:: À produire ::
Convertis les lignes ci-dessous en CSV à deux colonnes, « texte » et « reponse », avec une rangée par ligne. Mets chaque champ entre guillemets, remplace les sauts de ligne par des espaces et laisse les images de côté.

:: Extraits des lignes ::
───

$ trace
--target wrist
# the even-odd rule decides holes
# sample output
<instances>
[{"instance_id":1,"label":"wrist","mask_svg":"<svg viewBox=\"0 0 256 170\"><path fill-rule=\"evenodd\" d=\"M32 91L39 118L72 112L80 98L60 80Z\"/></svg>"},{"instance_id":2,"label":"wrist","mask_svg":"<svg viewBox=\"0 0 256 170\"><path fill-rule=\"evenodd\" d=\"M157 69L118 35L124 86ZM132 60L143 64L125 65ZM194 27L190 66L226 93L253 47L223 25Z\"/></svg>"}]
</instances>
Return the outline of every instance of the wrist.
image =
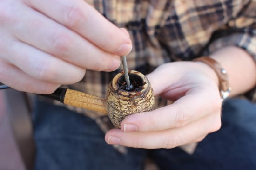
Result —
<instances>
[{"instance_id":1,"label":"wrist","mask_svg":"<svg viewBox=\"0 0 256 170\"><path fill-rule=\"evenodd\" d=\"M208 69L211 69L212 74L215 73L215 76L213 77L219 88L221 98L222 101L227 98L229 95L231 88L226 69L218 62L209 57L202 57L193 61L200 62L208 67Z\"/></svg>"}]
</instances>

───

:: Sortie complète ::
texte,reponse
"$ trace --target wrist # the even-odd rule decides holes # sample output <instances> [{""instance_id"":1,""label"":""wrist"",""mask_svg"":""<svg viewBox=\""0 0 256 170\""><path fill-rule=\""evenodd\"" d=\""M32 91L39 118L72 112L80 98L60 80Z\""/></svg>""},{""instance_id"":2,""label"":""wrist"",""mask_svg"":""<svg viewBox=\""0 0 256 170\""><path fill-rule=\""evenodd\"" d=\""M157 69L118 35L124 86ZM132 60L143 64L125 65ZM194 27L190 66L226 93L253 47L223 25Z\""/></svg>""}] </instances> Return the outline of every instance of the wrist. image = Result —","<instances> [{""instance_id"":1,""label"":""wrist"",""mask_svg"":""<svg viewBox=\""0 0 256 170\""><path fill-rule=\""evenodd\"" d=\""M208 69L211 69L212 74L215 73L215 76L213 77L219 88L221 98L222 101L227 98L229 95L231 88L226 69L218 62L209 57L202 57L193 61L200 62L208 67Z\""/></svg>""}] </instances>"